• _STORED RECORDS_:
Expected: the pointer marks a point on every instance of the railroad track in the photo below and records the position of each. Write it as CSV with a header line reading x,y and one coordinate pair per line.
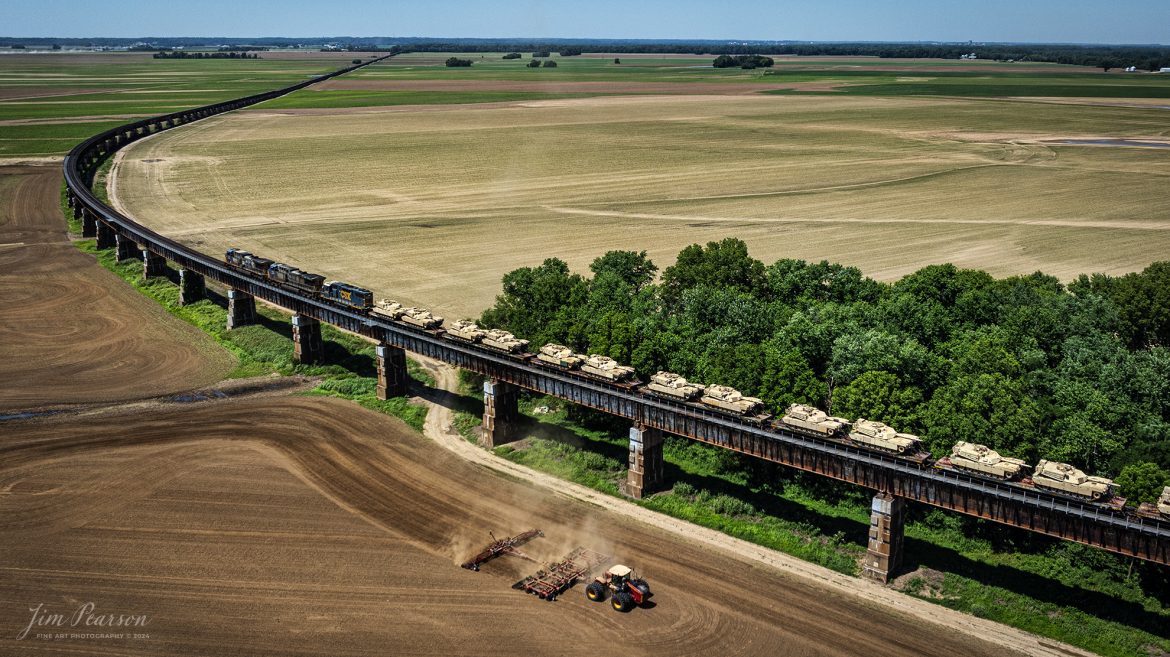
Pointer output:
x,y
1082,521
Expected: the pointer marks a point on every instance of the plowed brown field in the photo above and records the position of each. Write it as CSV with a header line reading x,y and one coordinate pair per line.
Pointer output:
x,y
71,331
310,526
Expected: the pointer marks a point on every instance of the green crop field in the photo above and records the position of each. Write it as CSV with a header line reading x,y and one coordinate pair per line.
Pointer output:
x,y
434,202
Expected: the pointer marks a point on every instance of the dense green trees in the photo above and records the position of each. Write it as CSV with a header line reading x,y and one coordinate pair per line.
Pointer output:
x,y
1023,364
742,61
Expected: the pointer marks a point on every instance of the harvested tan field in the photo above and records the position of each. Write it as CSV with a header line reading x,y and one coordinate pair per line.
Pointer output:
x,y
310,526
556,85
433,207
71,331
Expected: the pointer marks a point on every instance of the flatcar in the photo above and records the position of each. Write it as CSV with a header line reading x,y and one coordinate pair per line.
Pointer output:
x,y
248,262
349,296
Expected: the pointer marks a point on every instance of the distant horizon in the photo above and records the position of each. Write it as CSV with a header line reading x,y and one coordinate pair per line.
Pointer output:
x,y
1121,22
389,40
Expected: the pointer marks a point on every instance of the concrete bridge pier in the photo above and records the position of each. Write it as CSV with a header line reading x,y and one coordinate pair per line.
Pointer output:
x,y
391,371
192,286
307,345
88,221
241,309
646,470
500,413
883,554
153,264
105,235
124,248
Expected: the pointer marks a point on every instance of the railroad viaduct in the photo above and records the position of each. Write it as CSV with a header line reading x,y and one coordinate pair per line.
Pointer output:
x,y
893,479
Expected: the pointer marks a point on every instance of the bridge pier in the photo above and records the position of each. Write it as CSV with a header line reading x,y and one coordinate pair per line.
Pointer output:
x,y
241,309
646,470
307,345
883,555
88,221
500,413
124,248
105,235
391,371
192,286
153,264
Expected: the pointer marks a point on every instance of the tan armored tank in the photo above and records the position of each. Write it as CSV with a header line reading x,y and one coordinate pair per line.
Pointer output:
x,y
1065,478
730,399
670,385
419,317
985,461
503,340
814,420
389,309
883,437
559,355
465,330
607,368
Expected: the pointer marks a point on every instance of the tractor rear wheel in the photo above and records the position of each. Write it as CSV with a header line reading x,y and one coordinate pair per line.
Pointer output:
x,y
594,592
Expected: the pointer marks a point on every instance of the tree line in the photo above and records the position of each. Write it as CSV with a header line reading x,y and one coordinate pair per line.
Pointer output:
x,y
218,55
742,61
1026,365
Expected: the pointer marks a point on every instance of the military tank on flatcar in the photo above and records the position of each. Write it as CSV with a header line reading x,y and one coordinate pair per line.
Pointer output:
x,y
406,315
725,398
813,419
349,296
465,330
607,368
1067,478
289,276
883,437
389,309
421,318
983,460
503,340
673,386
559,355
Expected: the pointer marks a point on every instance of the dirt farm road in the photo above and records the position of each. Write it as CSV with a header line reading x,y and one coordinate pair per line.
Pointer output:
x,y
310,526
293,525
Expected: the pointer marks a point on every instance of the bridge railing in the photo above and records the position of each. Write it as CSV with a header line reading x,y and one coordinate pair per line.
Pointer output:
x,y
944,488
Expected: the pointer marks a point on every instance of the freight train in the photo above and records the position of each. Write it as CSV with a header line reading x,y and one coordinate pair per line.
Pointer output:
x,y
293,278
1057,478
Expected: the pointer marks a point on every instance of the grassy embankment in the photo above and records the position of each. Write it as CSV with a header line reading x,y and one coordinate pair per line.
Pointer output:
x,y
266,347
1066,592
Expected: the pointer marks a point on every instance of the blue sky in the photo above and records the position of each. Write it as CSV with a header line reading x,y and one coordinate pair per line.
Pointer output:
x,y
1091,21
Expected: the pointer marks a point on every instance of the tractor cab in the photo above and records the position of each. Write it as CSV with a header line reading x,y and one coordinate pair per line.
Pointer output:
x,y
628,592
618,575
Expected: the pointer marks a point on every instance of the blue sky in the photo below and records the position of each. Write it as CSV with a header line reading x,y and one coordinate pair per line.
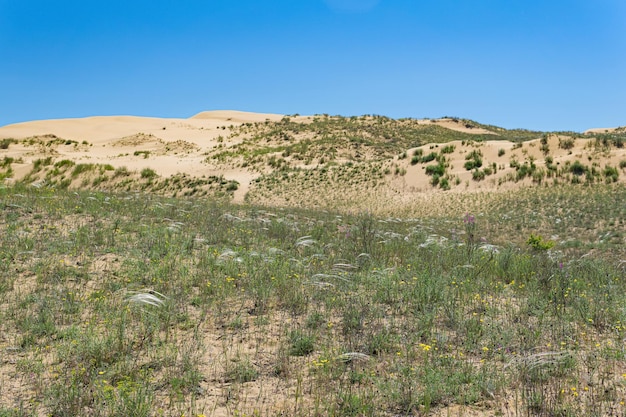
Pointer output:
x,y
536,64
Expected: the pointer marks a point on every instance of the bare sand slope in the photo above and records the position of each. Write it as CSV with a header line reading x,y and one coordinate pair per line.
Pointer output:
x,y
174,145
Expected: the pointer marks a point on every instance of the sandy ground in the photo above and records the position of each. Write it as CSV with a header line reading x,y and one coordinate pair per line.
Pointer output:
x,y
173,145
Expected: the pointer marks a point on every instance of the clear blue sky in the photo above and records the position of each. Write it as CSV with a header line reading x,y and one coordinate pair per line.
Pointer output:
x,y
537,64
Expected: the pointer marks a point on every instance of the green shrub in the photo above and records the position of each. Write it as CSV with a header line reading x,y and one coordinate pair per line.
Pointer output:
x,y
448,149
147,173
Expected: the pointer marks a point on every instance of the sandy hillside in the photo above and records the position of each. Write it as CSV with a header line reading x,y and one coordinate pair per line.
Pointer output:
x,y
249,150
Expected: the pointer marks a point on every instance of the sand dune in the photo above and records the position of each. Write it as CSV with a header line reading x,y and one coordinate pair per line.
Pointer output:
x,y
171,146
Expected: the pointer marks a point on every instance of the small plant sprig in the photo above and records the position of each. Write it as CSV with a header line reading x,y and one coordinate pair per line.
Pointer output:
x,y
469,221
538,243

• _WHAT YOU NEED TO DO_: In the copy, include no pictures; restate the listing above exactly.

• _ANSWER TO THIS PROBLEM_:
Expected: the pointer marks a point on every instance of the railroad track in the photo below and records the position of each. Write it as CSV with a header line reading x,y and one coordinate pair per line.
Pointer output:
x,y
1082,521
Expected: the pointer marks a point on every instance of the plowed brown field in the photo above and records the position of each. Write it as CSV with a header line reading x,y and one coordinate pair per line.
Pointer output:
x,y
71,331
310,526
Expected: the pointer marks a point on every instance of the green crop field in the photo above and records the position of each. Write it as CSV with a header line reading x,y and one coordinate pair per line.
Pointer output:
x,y
434,202
Expected: the pointer marks a point on every instance of the dense green trees in the photo above and records the position of each. Write it as CSV with a header line reading x,y and one coordinate pair per line.
Pointer output:
x,y
1023,364
742,61
Expected: the pointer marks a point on every instance of the harvested tan field in the photo above and records the position of each. Write it as CSV with a header line reading x,y and one coordinate pair per line.
Pointer output:
x,y
310,526
556,85
433,207
71,331
Expected: the pointer marks a point on every instance of the flatcar in the photo above and records the position of each. Write it as CSV with a header line reading x,y and one coordinate pair per line.
Pointer output:
x,y
248,262
349,296
Expected: the pointer marks a point on every instance of the distant horizon in the photo above and records the position of each. Write it as CSV with a header line reading x,y and one coordinate pair per line.
Pointer output:
x,y
1121,22
389,40
Expected: the pointer marks a point on every instance of the concrete bridge pier in the photo above and records the position of each. Write it as CSV with a header line reading x,y and one coordinate pair per line.
Pointer output:
x,y
391,371
192,286
307,345
88,221
241,309
646,470
500,413
883,554
153,264
105,235
124,248
Expected: the pointer marks a point on every instance of the railroad viaduct in the photo above and records the position of each. Write it as CSV with a header line reading x,y and one coordinate pair per line.
Pointer output:
x,y
893,479
Expected: the pointer marks a point on every instance of the bridge pier in the photo above and records the position of each. Write it as CSV with a header line reading x,y and one coordinate pair per line.
Pointer output:
x,y
241,309
646,470
307,345
883,555
88,221
500,413
124,248
105,235
391,371
192,286
153,264
Expected: the pointer marks a point on every instance of the tan armored tank in the photo above and records the position of each. Write it as CSV with a header line reading x,y and one coordinate pair per line.
Pointer output:
x,y
1065,478
730,399
670,385
419,317
985,461
503,340
814,420
389,309
883,437
559,355
465,330
607,368
Expected: the pointer marks a point on every instance of the tractor rear wheel in the photo above and records the position of each. Write it as CSV with a header line reading x,y and one coordinate pair per line.
Pointer output:
x,y
594,592
Expected: the pointer marks a point on every instance of the tree line in the photo above and records the position of each. Write it as CSV with a header line reading x,y and one coordinate pair per line.
Pointer output:
x,y
218,55
742,61
1026,365
Expected: the pointer marks a point on every instance of the military tank on flatcar in the photo above and records the position of each. Write it as CSV with a header line reading x,y and one coordinate pair per line.
Pointer output:
x,y
406,315
725,398
813,419
349,296
465,330
607,368
1067,478
289,276
883,437
389,309
421,318
983,460
503,340
673,386
559,355
Expected: the pointer marks a point on every instance of the dirt farm road in the photo above and records the position of each. Write it as CSV with a header line reading x,y and one coordinate pair per line.
Pointer output:
x,y
310,526
293,525
Expected: the pointer marks a point on every instance of the bridge railing in the photo above and records the position of each. Write it as CSV with a header line reading x,y and one coordinate pair per line.
Pointer output:
x,y
944,488
Expected: the pointer marks a point on every instance of the freight train in the photo above and records the position of each. Write it as CSV with a header line reading x,y and one coordinate pair per line.
Pointer output:
x,y
293,278
1057,478
Expected: the pointer marks a point on every instance of the grassy embankment in the photo above and records the position of each. Write it as CSV with a header line reading x,y and one coordinate pair per line.
Pointer output:
x,y
266,347
1066,592
Expected: the pointer marks a point on every instance of the blue sky in the photo above and records the position of each. Write it as CSV with a header line reading x,y and one coordinate pair per line.
Pointer output:
x,y
1091,21
Expected: the pointer marks a point on every instance of the tractor cab in the photo above and records the position of each. Write it as CSV with a header line reading x,y and one coordinate pair per line.
Pointer output:
x,y
628,592
618,575
Expected: the pointer marks a point on every instance of the blue sky in the photo below and records the position of each. Write it as CSV with a header line reading x,y and one coordinate pair per line.
Pointer output:
x,y
536,64
Expected: the pointer marks a point on every instance of the bare sand slope in the photo above and records the position of each. Write it as CSV with a header line reading x,y and one coordinate pair per line.
Pointer output:
x,y
174,145
Expected: the pointer marks a point on every instance of the sandy ground in the photo above and records the position of each. Write it as CSV with a header line reading x,y and one coordinate pair per line.
Pointer output:
x,y
173,145
Expected: the pointer marks a point on every instance of the clear blue sky in the photo above and records the position of each. Write it as CSV with a header line reading x,y and one coordinate pair per line.
Pointer output:
x,y
537,64
Expected: the pointer marks a point on every instance of the green shrub in the photo above and records the position of each. Write it as CSV with a header line reading x,y and one coordinate pair per line.
Pointer output:
x,y
448,149
147,173
Expected: the pointer marks a point on every instance of the sandy hillside in the photo above and records the position of each. Write it as CSV with a header line reading x,y and one coordinate pair per line.
Pointer output:
x,y
249,150
Expected: the pointer marks a point on every instance of the sand dune in the photo above and records the position of each. Write it as CSV with a header line reading x,y and one coordinate pair per line.
Pointer output:
x,y
171,146
Expected: the pointer marks a point on every instance of the small plant sprig in the photo above and records the position of each. Write it as CSV with a header line reading x,y and one coordinate pair per line.
Pointer output:
x,y
469,221
538,243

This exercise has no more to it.